# PROBLEM
An exact transcription of the data below, complete and unaltered, is the expected answer.

ENTRIES SHOWN START

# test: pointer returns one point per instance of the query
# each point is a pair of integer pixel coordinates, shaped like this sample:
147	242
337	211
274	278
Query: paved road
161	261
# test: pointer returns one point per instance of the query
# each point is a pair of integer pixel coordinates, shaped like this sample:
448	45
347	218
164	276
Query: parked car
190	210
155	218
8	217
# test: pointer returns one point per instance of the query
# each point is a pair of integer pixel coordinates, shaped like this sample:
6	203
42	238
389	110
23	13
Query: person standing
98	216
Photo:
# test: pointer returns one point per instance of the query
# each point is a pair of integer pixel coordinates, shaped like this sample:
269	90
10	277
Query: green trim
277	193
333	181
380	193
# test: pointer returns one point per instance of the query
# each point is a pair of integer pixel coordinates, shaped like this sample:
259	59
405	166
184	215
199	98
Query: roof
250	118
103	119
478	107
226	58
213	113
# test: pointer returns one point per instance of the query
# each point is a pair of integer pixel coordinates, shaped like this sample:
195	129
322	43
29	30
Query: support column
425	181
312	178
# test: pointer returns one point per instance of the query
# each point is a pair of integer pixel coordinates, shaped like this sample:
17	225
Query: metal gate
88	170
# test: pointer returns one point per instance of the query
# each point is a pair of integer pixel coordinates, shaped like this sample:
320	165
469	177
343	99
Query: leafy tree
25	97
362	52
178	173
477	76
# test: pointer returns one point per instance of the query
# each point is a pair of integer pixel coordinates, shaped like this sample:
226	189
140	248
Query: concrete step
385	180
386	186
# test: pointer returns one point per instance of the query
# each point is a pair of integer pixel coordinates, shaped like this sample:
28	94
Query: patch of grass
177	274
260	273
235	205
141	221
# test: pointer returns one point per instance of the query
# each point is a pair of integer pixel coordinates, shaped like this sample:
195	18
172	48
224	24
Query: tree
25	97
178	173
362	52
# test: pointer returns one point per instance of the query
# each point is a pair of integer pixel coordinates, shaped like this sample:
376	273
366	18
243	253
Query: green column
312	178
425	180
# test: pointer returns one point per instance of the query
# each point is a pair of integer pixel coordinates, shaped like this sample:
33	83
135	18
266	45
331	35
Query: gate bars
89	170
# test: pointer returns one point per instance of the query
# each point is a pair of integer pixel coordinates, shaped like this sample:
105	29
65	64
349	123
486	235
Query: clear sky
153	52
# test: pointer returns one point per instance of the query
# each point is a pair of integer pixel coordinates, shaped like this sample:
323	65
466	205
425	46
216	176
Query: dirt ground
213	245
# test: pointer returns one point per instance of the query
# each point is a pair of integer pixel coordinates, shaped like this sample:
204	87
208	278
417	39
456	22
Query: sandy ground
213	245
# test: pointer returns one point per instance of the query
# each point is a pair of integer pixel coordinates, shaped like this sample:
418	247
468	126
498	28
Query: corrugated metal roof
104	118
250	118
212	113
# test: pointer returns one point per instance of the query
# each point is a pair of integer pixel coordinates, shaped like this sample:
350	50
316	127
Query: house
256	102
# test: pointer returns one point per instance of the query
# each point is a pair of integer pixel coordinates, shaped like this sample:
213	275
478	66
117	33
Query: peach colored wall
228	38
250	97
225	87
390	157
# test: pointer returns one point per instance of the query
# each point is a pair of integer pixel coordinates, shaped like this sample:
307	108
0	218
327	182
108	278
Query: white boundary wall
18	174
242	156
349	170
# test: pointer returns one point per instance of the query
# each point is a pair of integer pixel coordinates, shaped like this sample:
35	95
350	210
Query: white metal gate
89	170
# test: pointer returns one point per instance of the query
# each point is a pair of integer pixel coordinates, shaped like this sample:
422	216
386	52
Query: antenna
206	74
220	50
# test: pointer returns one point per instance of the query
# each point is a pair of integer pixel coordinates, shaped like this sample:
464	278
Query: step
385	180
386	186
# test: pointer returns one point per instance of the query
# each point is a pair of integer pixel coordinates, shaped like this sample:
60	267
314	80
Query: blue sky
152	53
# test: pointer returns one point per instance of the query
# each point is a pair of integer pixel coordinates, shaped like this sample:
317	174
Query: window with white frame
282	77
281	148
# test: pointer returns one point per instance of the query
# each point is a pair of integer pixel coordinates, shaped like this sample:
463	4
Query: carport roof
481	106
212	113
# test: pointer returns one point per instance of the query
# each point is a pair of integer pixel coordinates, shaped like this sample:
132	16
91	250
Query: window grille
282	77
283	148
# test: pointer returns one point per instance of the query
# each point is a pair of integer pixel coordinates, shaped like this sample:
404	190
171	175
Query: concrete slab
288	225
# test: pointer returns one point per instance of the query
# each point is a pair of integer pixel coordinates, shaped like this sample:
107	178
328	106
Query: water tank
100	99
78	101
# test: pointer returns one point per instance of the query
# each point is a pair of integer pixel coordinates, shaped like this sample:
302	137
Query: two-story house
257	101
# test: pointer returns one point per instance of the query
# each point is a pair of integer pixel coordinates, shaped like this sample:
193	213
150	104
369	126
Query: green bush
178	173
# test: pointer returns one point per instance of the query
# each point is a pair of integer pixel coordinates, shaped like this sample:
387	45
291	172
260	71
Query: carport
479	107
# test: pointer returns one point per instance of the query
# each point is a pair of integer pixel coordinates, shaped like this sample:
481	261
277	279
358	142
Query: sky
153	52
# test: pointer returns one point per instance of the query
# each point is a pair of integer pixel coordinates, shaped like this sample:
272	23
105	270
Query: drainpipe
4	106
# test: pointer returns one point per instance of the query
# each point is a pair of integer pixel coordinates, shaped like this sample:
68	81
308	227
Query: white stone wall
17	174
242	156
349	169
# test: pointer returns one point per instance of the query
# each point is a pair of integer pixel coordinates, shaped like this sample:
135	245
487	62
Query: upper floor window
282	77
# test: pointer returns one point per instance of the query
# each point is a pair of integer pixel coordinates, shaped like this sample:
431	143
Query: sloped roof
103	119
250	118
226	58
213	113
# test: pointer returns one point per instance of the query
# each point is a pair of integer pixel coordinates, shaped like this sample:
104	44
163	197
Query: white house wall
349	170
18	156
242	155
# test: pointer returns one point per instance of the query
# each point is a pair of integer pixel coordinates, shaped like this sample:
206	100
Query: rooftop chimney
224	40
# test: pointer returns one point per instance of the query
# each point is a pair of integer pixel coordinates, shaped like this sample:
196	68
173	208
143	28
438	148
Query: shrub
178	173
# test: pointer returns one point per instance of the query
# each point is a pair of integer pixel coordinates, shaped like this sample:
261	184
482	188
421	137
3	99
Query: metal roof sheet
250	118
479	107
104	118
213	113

ENTRIES SHOWN END

# OUTPUT
# test: pointer returns one point per instance of the query
# each point is a pair of integer pixel coordinates, shaped like this sample:
147	242
337	211
274	278
Query: paved road
161	261
# test: pointer returns one point per instance of the query
# each point is a pair of integer pixel coordinates, shaped like this sample:
448	45
347	218
164	276
Query: parked car
190	210
155	218
8	217
# test: pointer returns one point per instance of the query
# each point is a pair of integer pixel coordinates, shaped like this sample:
6	203
42	238
389	110
23	13
Query: person standing
98	216
Photo:
# test: pointer returns one point per instance of the query
# each point is a pair of integer pixel coordinates, shaped like this sample:
269	90
10	277
Query: green trim
277	193
333	181
380	193
# test: pointer returns one point per instance of the query
# each point is a pair of integer pixel coordinates, shaped like this sample:
259	59
405	166
184	215
199	98
Query: roof
250	118
103	119
478	107
226	58
213	113
# test: pointer returns one point per instance of the query
# each point is a pair of integer pixel coordinates, shaped like this sample:
195	129
322	43
29	30
Query: support column
425	181
312	178
# test: pointer returns one point per instance of the query
# each point is a pair of integer pixel coordinates, shaped like this sample:
17	225
Query: metal gate
88	170
# test: pointer returns one point per instance of the query
# each point is a pair of integer pixel coordinates, shaped like this sample:
320	165
469	177
343	99
Query: leafy tree
25	97
362	52
178	173
477	76
# test: pointer returns one point per instance of the query
# each point is a pair of integer pixel coordinates, shaped like this sample:
226	189
140	248
Query: concrete step
385	180
386	186
# test: pointer returns one point per instance of the query
# each point is a pair of integer pixel coordinates, shaped like this sample:
28	94
Query: patch of grass
177	274
260	273
235	205
141	221
# test: pointer returns one point per instance of the query
# each point is a pair of integer pixel coordinates, shaped like this sample:
195	18
172	48
224	24
Query: tree
25	97
178	173
362	52
# test: pointer returns one point per instance of the query
# each point is a pair of integer pixel coordinates, shaped like this sample:
376	273
366	18
243	253
Query: green column
312	178
425	180
# test: pointer returns one point per instance of the query
# each point is a pair of integer pixel coordinates, shaped like this sample:
33	83
135	18
266	45
331	35
Query: gate bars
89	170
# test: pointer returns one point per instance of the query
# each point is a pair of integer pixel coordinates, shaped like this sample:
105	29
65	64
349	123
486	235
Query: clear sky
153	52
# test: pointer returns one point per instance of the query
# each point is a pair of integer pixel coordinates, shaped like this sample:
323	65
466	205
425	46
216	176
Query: dirt ground
213	245
# test: pointer returns one point per instance of the query
# each point is a pair of integer pixel coordinates, shaped like this sample:
204	87
208	278
417	39
456	22
Query: sandy ground
213	245
# test: pointer returns one point per instance of the query
# each point is a pair of integer pixel coordinates, shaped like this sample:
418	247
468	126
498	28
Query: corrugated metal roof
104	118
250	118
212	113
# test: pointer returns one point per instance of the query
# each point is a pair of integer pixel coordinates, shaped like this sample:
350	50
316	127
Query: house
256	102
# test: pointer returns one point per instance of the query
# each point is a pair of integer pixel coordinates, shaped like this sample:
213	275
478	66
117	33
Query: peach colored wall
228	38
250	97
225	87
390	157
# test: pointer returns one point per instance of the query
# each point is a pair of integer pixel coordinates, shaped like this sample:
307	108
0	218
327	182
108	278
Query: white boundary wall
18	174
242	156
349	170
# test: pointer returns one point per instance of the query
# each point is a pair of integer pixel coordinates, shaped like this sample:
35	95
350	210
Query: white metal gate
89	170
# test: pointer returns one point per instance of the query
# each point is a pair of integer pixel coordinates, shaped like this sample:
422	216
386	52
Query: antenna
206	74
220	50
# test: pointer returns one point per instance of the query
# each point is a pair of integer pixel coordinates, shaped like this sample:
464	278
Query: step
385	180
386	186
# test: pointer returns one point per instance of the query
# each point is a pair of integer pixel coordinates, shaped like this sample:
60	267
314	80
Query: blue sky
152	53
# test: pointer returns one point per instance of the query
# each point is a pair of integer pixel coordinates, shaped like this sample:
317	174
Query: window with white frame
282	77
281	148
# test: pointer returns one point per instance of the query
# each point is a pair of integer pixel coordinates, shaped like this sample:
463	4
Query: carport roof
481	106
212	113
# test: pointer returns one point per instance of the query
# each point is a pair of integer pixel coordinates, shaped like this sample:
132	16
91	250
Query: window grille
282	77
283	148
# test: pointer returns one point per instance of the query
# each point is a pair of integer pixel coordinates, shaped like this sample:
404	190
171	175
Query: concrete slab
288	225
# test: pointer returns one point per instance of the query
# each point is a pair of integer pixel coordinates, shaped like this sample:
107	178
328	106
Query: water tank
100	99
78	101
# test: pointer returns one point per instance of the query
# each point is a pair of integer pixel coordinates, shaped like this sample:
302	137
Query: two-story house
257	101
# test: pointer returns one point per instance of the query
# each point is a pair of integer pixel coordinates, shaped like this sample:
193	213
150	104
369	126
Query: green bush
178	173
# test: pointer returns one point per instance of the query
# each point is a pair of integer pixel coordinates, shaped like this sample:
387	45
291	172
260	71
Query: carport
479	107
# test: pointer returns one point per instance of the query
# each point is a pair of integer pixel coordinates, shaped like this sample:
481	261
277	279
358	142
Query: sky
153	52
# test: pointer returns one point per instance of the query
# each point is a pair of integer pixel coordinates, shaped like this sample:
272	23
105	270
Query: drainpipe
4	106
# test: pointer returns one point per instance of the query
# each point is a pair of integer pixel coordinates, shaped like this sample:
68	81
308	227
Query: white stone wall
17	174
242	156
349	169
# test: pointer returns one point per instance of the query
# each point is a pair of integer pixel coordinates, shaped like this sample:
135	245
487	62
Query: upper floor window
282	77
# test: pointer returns one point per instance of the query
# each point is a pair of integer pixel coordinates, shaped like this sample:
431	143
Query: sloped roof
103	119
250	118
226	58
213	113
# test: pointer returns one point per instance of the query
# each point is a pair of integer pixel coordinates, shaped like this sample:
104	44
163	197
Query: white house wall
349	170
18	156
242	155
# test: pointer returns one point per instance of the query
# each point is a pair of integer pixel coordinates, shaped like this sample:
206	100
Query: rooftop chimney
224	40
# test: pointer returns one point per instance of the query
# each point is a pair of integer pixel coordinates, shaped like this sample:
196	68
173	208
143	28
438	148
Query: shrub
178	173
# test: pointer returns one point per instance of the query
# each point is a pair of integer pixel coordinates, shaped like this sample:
261	184
482	188
421	137
3	99
Query: metal roof sheet
250	118
479	107
104	118
213	113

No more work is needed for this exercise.